→ **STORED DATA**
^^^^
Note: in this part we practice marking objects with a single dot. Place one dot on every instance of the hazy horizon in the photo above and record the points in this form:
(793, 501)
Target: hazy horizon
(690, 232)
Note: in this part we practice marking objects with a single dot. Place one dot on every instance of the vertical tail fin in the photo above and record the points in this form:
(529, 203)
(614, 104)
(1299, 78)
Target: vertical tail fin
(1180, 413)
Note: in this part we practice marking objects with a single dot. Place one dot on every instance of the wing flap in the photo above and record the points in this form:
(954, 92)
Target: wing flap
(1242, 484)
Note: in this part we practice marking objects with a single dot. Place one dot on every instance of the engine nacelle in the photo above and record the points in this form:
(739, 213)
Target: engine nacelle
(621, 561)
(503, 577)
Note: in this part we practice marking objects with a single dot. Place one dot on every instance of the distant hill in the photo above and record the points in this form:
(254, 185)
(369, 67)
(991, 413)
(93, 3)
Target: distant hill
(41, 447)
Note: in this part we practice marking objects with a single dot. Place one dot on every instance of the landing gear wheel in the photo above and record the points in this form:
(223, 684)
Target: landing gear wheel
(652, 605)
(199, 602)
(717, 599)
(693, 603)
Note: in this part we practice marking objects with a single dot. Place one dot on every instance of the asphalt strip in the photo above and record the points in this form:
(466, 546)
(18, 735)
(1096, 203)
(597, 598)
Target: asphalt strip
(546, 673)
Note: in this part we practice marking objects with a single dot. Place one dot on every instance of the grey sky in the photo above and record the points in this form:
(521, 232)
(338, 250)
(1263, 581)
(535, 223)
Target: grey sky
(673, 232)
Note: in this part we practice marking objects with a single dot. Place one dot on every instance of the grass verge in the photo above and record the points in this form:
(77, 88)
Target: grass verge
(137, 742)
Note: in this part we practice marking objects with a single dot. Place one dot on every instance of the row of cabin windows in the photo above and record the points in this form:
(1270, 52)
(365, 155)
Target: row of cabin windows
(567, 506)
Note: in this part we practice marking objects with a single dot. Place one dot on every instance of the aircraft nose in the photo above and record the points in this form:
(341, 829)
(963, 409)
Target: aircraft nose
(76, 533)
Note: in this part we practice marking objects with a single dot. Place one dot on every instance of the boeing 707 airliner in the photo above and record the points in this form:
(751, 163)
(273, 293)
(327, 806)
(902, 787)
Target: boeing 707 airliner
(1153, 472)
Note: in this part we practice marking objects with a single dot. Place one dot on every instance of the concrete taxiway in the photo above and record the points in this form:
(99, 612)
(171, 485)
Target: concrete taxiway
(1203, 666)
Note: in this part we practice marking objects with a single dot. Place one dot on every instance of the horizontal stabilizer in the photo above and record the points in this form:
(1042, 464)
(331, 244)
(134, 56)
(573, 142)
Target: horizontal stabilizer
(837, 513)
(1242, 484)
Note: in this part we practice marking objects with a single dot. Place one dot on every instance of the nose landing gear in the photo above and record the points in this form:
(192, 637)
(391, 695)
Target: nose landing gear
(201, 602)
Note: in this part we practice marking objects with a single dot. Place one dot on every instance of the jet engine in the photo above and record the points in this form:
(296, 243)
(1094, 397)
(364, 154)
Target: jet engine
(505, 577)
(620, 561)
^^^^
→ **WHAT TO PRODUCE**
Please output all of the entries without changing a single character.

→ **RESPONSE**
Note: in this part we practice marking objects with a single dot. Place one dot on every instance of the hazy horizon in the photo above and record the points in this form:
(793, 501)
Target: hazy horizon
(690, 232)
Note: in this part we practice marking objects with a single dot. Place one dot on every instance of the vertical tail fin in the photo above and record the points in this form:
(529, 203)
(614, 104)
(1299, 78)
Target: vertical tail fin
(1180, 413)
Note: in this part we practice marking objects with a single dot. Place one dot on every instance of the wing flap in the photo above and record the points in this form:
(954, 92)
Target: wing flap
(1242, 484)
Note: in this part we practice marking objects with a single dot. Place one dot on every instance of the engine nacelle in the photo above and record the points in this form:
(739, 213)
Target: engine nacelle
(621, 561)
(503, 577)
Note: in this part we practice marking objects with a single dot. Place one dot on every instance of the distant hill in the photo above and record the points in this form:
(254, 185)
(369, 67)
(991, 413)
(93, 3)
Target: distant hill
(41, 447)
Note: in this part we practice marking objects with a single dot. Place one dot on every instance of the landing gear wheel in the photo above and record the points in this form:
(223, 684)
Target: landing gear wheel
(652, 605)
(199, 602)
(717, 599)
(693, 603)
Note: in this part we practice marking objects with a single dot. Place one dot on every instance of the asphalt strip in the photo above and record the points in this form:
(466, 546)
(18, 735)
(1096, 203)
(597, 598)
Target: asphalt strip
(546, 673)
Note: in this part we practice marking objects with a single dot. Place one dot on every instance of the grey sky in the photo above and record the points in this form:
(521, 232)
(338, 250)
(1263, 581)
(535, 223)
Target: grey sky
(673, 232)
Note: in this part we practice marking objects with a single dot. Place one dot on every instance of the grass verge in the photo above and record the points in this form:
(77, 88)
Target: grass verge
(137, 742)
Note: in this part we practice marking objects with a single dot. Place one dot on every instance of the row of cabin windows in the photo above and record the points in this form:
(1270, 52)
(365, 155)
Target: row of cabin windows
(567, 506)
Note: in this part we practice marking objects with a single dot. Place one dot on every instance of the aircraft nose in the photo above and record the points in this form:
(341, 829)
(963, 409)
Target: aircraft nose
(76, 533)
Note: in this part we practice marking objects with a single dot. Place one dot on every instance of the boeing 707 airliner in the photo above and record the points in this form:
(751, 163)
(273, 293)
(327, 806)
(902, 787)
Target: boeing 707 airliner
(1153, 472)
Note: in this part we practice marking objects with a single dot. Place one dot on every instance of the concrete taxiway in the photo above and record the points in this form:
(99, 612)
(171, 485)
Target: concrete taxiway
(1203, 666)
Note: in this part we practice marking objects with a single dot. Place one dot on every instance of the horizontal stabilizer in the photo above and record the points in this form:
(1042, 464)
(331, 244)
(134, 56)
(573, 142)
Target: horizontal stabilizer
(837, 513)
(1242, 484)
Note: in this part we practice marking objects with a single dot. Place one dot on every instance of the nose landing gear in the photo above and record the points in this form:
(192, 637)
(391, 695)
Target: nose landing gear
(201, 602)
Note: in this part we practice marking objects with a single dot. Place one dot on every instance of the jet engine in the photo above and record the points in this form:
(296, 243)
(1094, 397)
(364, 154)
Target: jet engine
(505, 577)
(620, 561)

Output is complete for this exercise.